# Items start
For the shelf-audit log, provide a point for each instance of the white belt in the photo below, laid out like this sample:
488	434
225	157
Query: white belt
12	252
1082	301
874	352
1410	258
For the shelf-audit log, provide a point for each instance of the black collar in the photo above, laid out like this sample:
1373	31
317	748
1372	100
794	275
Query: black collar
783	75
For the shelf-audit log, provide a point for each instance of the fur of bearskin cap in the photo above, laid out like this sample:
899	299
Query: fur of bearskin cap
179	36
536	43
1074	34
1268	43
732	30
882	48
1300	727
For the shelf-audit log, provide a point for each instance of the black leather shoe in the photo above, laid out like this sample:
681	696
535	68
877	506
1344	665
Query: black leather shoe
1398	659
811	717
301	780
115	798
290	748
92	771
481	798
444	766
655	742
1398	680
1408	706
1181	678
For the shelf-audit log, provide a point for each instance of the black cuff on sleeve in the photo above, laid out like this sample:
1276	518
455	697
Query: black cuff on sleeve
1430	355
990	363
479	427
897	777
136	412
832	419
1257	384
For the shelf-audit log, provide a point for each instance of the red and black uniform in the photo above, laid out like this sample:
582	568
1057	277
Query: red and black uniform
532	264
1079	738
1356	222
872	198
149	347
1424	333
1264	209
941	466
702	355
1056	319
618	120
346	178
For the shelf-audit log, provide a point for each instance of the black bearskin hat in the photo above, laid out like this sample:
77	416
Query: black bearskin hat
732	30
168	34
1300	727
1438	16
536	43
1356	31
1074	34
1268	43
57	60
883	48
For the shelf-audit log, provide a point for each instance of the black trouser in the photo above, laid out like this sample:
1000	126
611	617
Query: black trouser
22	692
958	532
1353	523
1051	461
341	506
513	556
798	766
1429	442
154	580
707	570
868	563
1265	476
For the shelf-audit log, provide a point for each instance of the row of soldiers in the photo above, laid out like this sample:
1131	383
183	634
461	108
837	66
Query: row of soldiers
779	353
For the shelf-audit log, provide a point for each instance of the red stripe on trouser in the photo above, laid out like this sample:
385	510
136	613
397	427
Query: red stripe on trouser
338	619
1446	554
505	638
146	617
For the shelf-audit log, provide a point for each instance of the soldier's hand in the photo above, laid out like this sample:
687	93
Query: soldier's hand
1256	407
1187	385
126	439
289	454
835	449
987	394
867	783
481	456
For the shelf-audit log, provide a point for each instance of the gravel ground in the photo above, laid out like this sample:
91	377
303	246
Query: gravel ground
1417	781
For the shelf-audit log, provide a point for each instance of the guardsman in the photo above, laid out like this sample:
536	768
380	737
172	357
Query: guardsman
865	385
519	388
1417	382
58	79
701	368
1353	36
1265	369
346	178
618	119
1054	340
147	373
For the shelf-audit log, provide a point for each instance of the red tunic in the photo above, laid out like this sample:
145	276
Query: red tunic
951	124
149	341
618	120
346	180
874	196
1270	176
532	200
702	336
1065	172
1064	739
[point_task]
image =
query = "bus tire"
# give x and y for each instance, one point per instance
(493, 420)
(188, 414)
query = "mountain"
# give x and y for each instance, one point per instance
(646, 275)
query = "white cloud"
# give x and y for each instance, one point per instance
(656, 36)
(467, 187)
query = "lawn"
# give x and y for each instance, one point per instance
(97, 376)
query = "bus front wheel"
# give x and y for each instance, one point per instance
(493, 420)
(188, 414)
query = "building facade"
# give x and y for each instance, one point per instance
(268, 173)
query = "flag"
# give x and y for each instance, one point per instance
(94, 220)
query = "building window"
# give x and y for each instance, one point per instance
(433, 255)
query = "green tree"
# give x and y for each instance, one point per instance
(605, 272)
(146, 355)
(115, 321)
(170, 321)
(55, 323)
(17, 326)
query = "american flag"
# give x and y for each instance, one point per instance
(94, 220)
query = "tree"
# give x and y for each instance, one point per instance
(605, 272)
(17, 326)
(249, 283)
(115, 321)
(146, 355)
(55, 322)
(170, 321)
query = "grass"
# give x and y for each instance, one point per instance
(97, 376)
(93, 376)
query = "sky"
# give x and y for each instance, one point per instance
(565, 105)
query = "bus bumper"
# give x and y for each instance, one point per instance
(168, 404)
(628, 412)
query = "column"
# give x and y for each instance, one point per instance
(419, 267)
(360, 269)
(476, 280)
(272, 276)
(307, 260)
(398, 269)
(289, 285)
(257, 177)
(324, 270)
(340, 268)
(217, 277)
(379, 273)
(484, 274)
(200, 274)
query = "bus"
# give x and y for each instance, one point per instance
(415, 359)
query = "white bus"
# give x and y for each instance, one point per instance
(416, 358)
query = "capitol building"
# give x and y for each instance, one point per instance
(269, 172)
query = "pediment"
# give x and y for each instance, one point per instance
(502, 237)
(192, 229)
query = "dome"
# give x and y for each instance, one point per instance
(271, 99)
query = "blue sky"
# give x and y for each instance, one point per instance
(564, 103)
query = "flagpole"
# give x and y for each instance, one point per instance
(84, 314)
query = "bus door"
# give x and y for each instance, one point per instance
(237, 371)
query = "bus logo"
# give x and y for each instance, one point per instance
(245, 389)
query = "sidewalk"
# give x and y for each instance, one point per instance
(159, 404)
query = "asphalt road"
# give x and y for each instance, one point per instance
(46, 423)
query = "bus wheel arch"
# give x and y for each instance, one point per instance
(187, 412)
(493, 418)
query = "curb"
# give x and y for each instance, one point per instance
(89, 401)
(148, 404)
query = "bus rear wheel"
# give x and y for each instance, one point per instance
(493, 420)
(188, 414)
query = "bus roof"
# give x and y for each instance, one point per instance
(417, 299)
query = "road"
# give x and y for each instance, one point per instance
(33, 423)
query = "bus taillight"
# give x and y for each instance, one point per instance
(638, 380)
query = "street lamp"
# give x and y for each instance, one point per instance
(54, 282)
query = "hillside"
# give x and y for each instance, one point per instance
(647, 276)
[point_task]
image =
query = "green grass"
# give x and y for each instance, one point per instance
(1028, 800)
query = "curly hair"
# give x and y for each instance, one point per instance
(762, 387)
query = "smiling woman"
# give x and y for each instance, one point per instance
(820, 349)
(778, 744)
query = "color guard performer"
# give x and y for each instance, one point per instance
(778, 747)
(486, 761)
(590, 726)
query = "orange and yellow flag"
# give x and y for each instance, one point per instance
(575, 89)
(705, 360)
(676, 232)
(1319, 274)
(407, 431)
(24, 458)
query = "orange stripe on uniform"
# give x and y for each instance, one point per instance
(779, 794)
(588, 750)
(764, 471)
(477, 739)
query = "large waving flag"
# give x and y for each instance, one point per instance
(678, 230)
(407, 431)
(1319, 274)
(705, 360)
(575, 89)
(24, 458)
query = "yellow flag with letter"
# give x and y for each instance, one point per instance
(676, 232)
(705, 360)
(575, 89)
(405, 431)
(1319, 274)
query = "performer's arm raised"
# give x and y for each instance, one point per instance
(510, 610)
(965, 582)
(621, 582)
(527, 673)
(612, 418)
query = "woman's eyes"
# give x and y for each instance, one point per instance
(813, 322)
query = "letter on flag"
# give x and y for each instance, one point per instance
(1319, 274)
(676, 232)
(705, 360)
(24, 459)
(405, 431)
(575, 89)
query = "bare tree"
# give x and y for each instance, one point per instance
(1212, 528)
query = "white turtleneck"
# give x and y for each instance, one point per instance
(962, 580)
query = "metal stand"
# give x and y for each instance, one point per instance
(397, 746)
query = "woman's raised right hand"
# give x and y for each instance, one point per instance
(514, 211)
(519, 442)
# Items end
**What the exercise asks**
Can you restate every record above word for word?

**Problem solution**
For the shelf-audit log, provide a point for each instance of the white belt in the photo below, laid out like this sample:
488	434
225	157
Query: white belt
12	252
1082	301
874	352
1410	258
For the shelf-audit log, provide a point for each instance of the black collar in the photo above, laid out like this sample:
1373	31
317	748
1372	100
794	275
Query: black collar
783	75
For the shelf-audit log, provide a point for each instance of the fur of bearskin cap in the photo above, laid out like this sample:
899	299
Query: fur of bearskin cap
179	36
536	43
1074	34
1268	43
732	30
882	48
1300	727
For the shelf-audit log, provide a point for each instance of the black leather shoe in the photo above, laid out like this sample:
681	696
535	68
877	506
1344	665
Query: black leather shoe
1398	659
811	717
301	780
115	798
290	748
92	771
481	798
444	766
655	742
1398	680
1408	706
1181	678
For the shelf-audit log, provide a point for each instance of the black cuff on sleeve in the photo above, laid out like this sample:
1276	518
455	697
Query: black cuff on sleeve
1430	355
990	363
479	427
897	777
136	412
832	419
1257	384
For the shelf-audit log, provide a point for each instance of the red and black uniform in the photo above, laid out like this sample:
582	568
1057	277
Query: red and black uniform
532	264
1079	738
1356	222
872	198
149	347
1424	333
1264	209
941	466
702	355
1056	319
618	120
346	178
For the shelf-audit log, provide a point for each instance of the black bearskin hat in the photo above, laid out like this sample:
77	416
Query: black bearskin hat
732	30
168	34
1300	727
1438	16
536	43
1356	31
1074	34
1268	43
57	60
883	48
For the shelf-audit log, provide a point for each instance of the black trouser in the photo above, laid out like this sample:
1000	126
611	617
Query: black trouser
22	692
958	532
1353	523
1051	461
341	506
513	556
798	766
1429	442
154	580
707	570
868	563
1265	476
For the shelf-audit log, provide a point for each instance of the row of soldiers in the photo above, laid out like this sample:
1131	383
183	634
461	108
837	66
Query: row of soldiers
779	353
For the shelf-audit log, provide a point for each instance of the red stripe on trouser in the photo above, laid out like this sample:
385	510
136	613
397	427
Query: red stripe on trouser
338	619
1446	554
505	638
146	617
For the shelf-audit log, provide a point for each instance of the soldier's hand in the photo above, laid out like this sample:
687	93
Query: soldier's hand
1256	407
1187	385
126	439
289	454
835	449
987	394
867	783
481	456
For the shelf-audit log, provide a point for each instance of the gravel ground in the photo above, laid out like this sample:
91	377
303	246
Query: gravel ground
1417	781
For the shelf-audit log, provide a point for each instance of the guardsman in the photo above, laid out like this sample:
536	768
380	737
172	357
Query: guardsman
865	385
519	388
1417	382
58	79
701	368
1353	36
1265	369
346	178
618	119
1054	340
147	373
For the shelf-audit log, provide a point for each instance of the red tunic in the photo above, laid out like this sample:
145	276
Query: red tunic
951	124
149	341
618	120
346	180
874	196
1270	176
532	200
702	336
1065	172
1064	739
[point_task]
image =
query = "bus tire"
# give x and y for each instance, one point per instance
(493, 420)
(188, 414)
query = "mountain"
# give x and y for each instance, one point per instance
(646, 275)
query = "white cloud"
# give x and y for each instance, one point per instance
(656, 36)
(467, 187)
query = "lawn"
# give x and y for each instance, one point per instance
(97, 376)
query = "bus front wheel"
# give x and y for each instance, one point per instance
(493, 420)
(188, 414)
query = "building facade"
# give x and y for each instance, one point per instance
(268, 173)
query = "flag"
# give x and y for each instance, one point per instance
(94, 220)
query = "building window"
# give x and y for each instance, one point per instance
(433, 255)
query = "green tree"
# give x and y for each instance, one point per instance
(605, 272)
(146, 355)
(115, 321)
(170, 321)
(55, 323)
(17, 326)
query = "american flag"
# give x and y for each instance, one point per instance
(94, 220)
query = "tree"
# give x and y for each instance, one point per instance
(605, 272)
(17, 326)
(249, 283)
(115, 321)
(146, 355)
(55, 322)
(170, 321)
query = "grass"
# give x and y for each instance, one point per instance
(97, 376)
(93, 376)
query = "sky"
# give x and y for each instance, one point per instance
(565, 105)
query = "bus bumper"
# give x and y for each instance, one point per instance
(168, 404)
(628, 412)
query = "column"
# give x and y for each instance, one point per instance
(419, 267)
(360, 269)
(476, 280)
(272, 276)
(307, 260)
(398, 269)
(289, 285)
(257, 177)
(324, 270)
(340, 268)
(217, 277)
(379, 273)
(484, 274)
(200, 274)
query = "bus"
# give x and y for each instance, one point per instance
(415, 359)
query = "white bus"
# give x and y for each instance, one point per instance
(416, 358)
query = "capitol building"
# give x and y for each instance, one point per instance
(269, 172)
query = "pediment"
# give x and y for each instance, one point per instance
(502, 237)
(192, 229)
query = "dome"
# give x and y for each instance, one point per instance
(271, 99)
query = "blue sky"
# give x and y for each instance, one point per instance
(564, 103)
query = "flagpole"
# give x and y for each instance, one point per instance
(84, 314)
query = "bus door"
# give x and y for each instance, one point per instance
(237, 371)
query = "bus logo"
# give x and y for each instance, one point per instance
(245, 389)
query = "sidewalk"
# give x and y for each instance, one point per instance
(159, 404)
query = "asphalt road"
# give x and y for each instance, one point per instance
(46, 423)
query = "bus wheel arch"
# give x and y for each instance, one point per instance
(187, 412)
(493, 418)
query = "curb"
# give x and y for each instance, one point per instance
(89, 401)
(148, 404)
query = "bus rear wheel"
# give x and y for each instance, one point per instance
(493, 420)
(188, 414)
query = "bus roof"
# give x and y for each instance, one point per instance
(417, 299)
query = "road"
# give x and y for each instance, one point per instance
(33, 423)
query = "bus taillight"
# give x and y for each instance, one point per instance
(638, 380)
query = "street lamp"
# give x and y for each instance, one point per instance
(54, 282)
query = "hillside"
# give x and y for each instance, one point per instance
(647, 276)
[point_task]
image =
query = "green grass"
# give x and y for each instance, one point per instance
(1028, 800)
query = "curly hair"
# give x and y for each instance, one point per instance
(762, 387)
query = "smiling woman"
# give x and y for each instance, one point per instance
(820, 349)
(778, 744)
query = "color guard performer"
# give x and y for each instance, one point per instance
(778, 747)
(486, 761)
(590, 726)
query = "orange and yellow flag"
# give x and y for each instance, one point per instance
(575, 89)
(705, 360)
(676, 232)
(1319, 274)
(407, 431)
(24, 458)
query = "orange stripe on uniform"
# give x and y for each instance, one point per instance
(779, 794)
(588, 750)
(764, 471)
(477, 739)
query = "large waving flag"
# give x and y for each instance, one point per instance
(678, 230)
(407, 431)
(1319, 274)
(705, 360)
(575, 89)
(24, 458)
query = "yellow flag with letter"
# give x and y for each instance, one point per instance
(676, 232)
(705, 360)
(575, 89)
(405, 431)
(1319, 274)
query = "performer's arm raised"
# give x and y for each instance, one point per instance
(510, 610)
(965, 582)
(621, 582)
(527, 673)
(612, 418)
query = "woman's eyes"
# give x and y for each instance, one point per instance
(813, 322)
query = "letter on flag"
# give x and y for each instance, one point per instance
(1319, 274)
(676, 232)
(705, 360)
(24, 459)
(405, 431)
(575, 89)
query = "bare tree"
# give x and y for each instance, one point per instance
(1212, 528)
query = "white turtleneck"
# give x and y for each instance, one point per instance
(962, 580)
query = "metal stand"
# give x and y for each instance, one point per instance
(397, 746)
query = "woman's raised right hand"
# give x and y for each instance, one point per instance
(514, 211)
(519, 442)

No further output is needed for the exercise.